[BEGIN DATA TO USE]
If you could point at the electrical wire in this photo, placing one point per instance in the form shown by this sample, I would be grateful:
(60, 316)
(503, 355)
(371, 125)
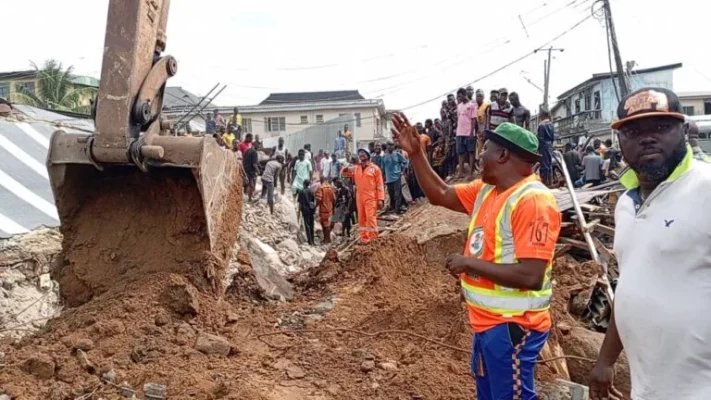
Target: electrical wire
(439, 97)
(569, 5)
(609, 57)
(385, 91)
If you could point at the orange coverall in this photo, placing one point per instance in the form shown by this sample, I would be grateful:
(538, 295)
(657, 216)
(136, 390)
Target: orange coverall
(369, 191)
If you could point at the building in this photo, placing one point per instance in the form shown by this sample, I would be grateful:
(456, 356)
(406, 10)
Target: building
(26, 199)
(284, 114)
(588, 108)
(695, 103)
(15, 81)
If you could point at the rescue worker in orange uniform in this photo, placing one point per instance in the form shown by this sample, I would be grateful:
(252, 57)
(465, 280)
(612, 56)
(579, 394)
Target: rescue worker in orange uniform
(370, 195)
(505, 268)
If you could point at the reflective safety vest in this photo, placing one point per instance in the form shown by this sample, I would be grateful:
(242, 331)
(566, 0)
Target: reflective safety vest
(480, 292)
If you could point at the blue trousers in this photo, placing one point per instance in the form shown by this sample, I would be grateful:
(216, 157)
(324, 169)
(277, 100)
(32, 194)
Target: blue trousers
(504, 360)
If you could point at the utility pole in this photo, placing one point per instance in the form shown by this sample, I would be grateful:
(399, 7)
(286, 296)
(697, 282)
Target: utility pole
(547, 74)
(624, 85)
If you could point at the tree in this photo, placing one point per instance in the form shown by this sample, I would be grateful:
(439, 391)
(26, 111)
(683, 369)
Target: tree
(55, 90)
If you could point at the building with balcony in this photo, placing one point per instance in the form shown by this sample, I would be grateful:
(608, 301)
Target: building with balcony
(695, 103)
(313, 117)
(589, 108)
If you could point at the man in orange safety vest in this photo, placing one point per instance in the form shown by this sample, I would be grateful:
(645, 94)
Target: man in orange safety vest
(370, 195)
(505, 268)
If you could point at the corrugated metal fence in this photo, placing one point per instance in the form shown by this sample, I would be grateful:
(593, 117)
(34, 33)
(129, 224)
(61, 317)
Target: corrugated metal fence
(321, 136)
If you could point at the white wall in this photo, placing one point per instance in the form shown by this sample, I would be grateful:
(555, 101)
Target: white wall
(371, 122)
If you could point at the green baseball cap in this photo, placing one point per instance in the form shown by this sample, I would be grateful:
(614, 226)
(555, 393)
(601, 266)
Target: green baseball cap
(515, 138)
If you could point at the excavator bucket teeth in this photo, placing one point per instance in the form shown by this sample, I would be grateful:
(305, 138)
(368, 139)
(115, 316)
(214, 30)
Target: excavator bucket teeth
(121, 223)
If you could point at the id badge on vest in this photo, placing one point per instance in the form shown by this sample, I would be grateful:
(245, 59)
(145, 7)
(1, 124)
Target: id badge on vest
(476, 245)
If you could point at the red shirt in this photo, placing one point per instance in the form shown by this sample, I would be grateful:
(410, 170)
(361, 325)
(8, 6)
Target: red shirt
(244, 146)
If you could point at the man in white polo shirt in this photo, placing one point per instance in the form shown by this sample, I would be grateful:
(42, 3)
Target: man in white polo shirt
(662, 241)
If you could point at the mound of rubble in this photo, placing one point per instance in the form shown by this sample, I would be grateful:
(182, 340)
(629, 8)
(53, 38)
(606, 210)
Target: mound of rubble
(28, 295)
(380, 321)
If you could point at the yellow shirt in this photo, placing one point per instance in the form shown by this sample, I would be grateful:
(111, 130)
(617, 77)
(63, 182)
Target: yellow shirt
(228, 138)
(481, 115)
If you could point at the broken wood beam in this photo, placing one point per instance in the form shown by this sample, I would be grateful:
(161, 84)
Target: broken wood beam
(575, 243)
(604, 229)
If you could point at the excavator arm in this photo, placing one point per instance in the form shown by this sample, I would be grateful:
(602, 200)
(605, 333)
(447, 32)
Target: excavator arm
(132, 174)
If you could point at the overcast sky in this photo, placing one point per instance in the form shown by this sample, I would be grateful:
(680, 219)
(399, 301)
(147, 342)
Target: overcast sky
(405, 53)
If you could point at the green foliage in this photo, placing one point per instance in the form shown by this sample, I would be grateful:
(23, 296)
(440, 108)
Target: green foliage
(55, 90)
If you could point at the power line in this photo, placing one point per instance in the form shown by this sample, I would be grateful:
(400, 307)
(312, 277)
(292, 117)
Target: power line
(381, 92)
(506, 65)
(523, 57)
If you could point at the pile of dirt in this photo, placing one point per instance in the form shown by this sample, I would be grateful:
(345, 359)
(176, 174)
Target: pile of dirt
(386, 323)
(390, 288)
(129, 224)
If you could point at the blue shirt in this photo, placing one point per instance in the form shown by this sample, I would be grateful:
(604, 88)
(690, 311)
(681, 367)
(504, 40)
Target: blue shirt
(546, 133)
(393, 164)
(340, 144)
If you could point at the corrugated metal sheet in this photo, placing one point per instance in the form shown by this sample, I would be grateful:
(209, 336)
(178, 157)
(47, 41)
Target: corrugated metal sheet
(26, 200)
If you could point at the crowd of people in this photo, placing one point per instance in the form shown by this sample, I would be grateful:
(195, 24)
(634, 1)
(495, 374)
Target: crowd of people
(505, 267)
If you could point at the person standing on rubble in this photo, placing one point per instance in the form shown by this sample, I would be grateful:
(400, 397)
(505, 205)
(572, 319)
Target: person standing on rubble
(326, 200)
(307, 206)
(505, 271)
(280, 150)
(573, 162)
(370, 195)
(393, 165)
(592, 166)
(344, 207)
(303, 171)
(271, 171)
(250, 162)
(660, 313)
[END DATA TO USE]
REQUIRED WORK: Could you reproduce word for word the part of the rows above that opens with the line containing "If you could point at the pile" and runs through the final row?

REPLY TO THE EXERCISE:
If you could point at the pile of dirt in this photo, placing one point per instance in the form shown by this sample, I would be grateful:
(345, 359)
(176, 174)
Target: pile of dirt
(386, 323)
(390, 288)
(129, 224)
If you could point at the blue shirt in this photo, placing one point per instance in the form shown by this sample, I would be grateful:
(604, 88)
(690, 311)
(681, 367)
(504, 40)
Target: blue shirt
(546, 133)
(393, 164)
(340, 144)
If you could point at the corrugated metal sheet in this photo, placing one point per instance in the form shown by this sample, I would be grateful:
(209, 336)
(178, 157)
(47, 41)
Target: corrugated metal sheet
(26, 200)
If you could point at the crowd of people in this photo, placing one point per instance in the form shown by this sample, I would be grateful:
(195, 24)
(634, 1)
(495, 374)
Target: crowd of people
(505, 267)
If you could point at the person standing on rubble in this photo, placing one point per instance in the form shown by this sample, I would be grateful:
(400, 397)
(505, 205)
(572, 319)
Target: person standing on rubble
(326, 200)
(307, 206)
(505, 271)
(280, 150)
(573, 162)
(370, 195)
(393, 165)
(592, 166)
(344, 207)
(303, 171)
(271, 171)
(250, 162)
(660, 313)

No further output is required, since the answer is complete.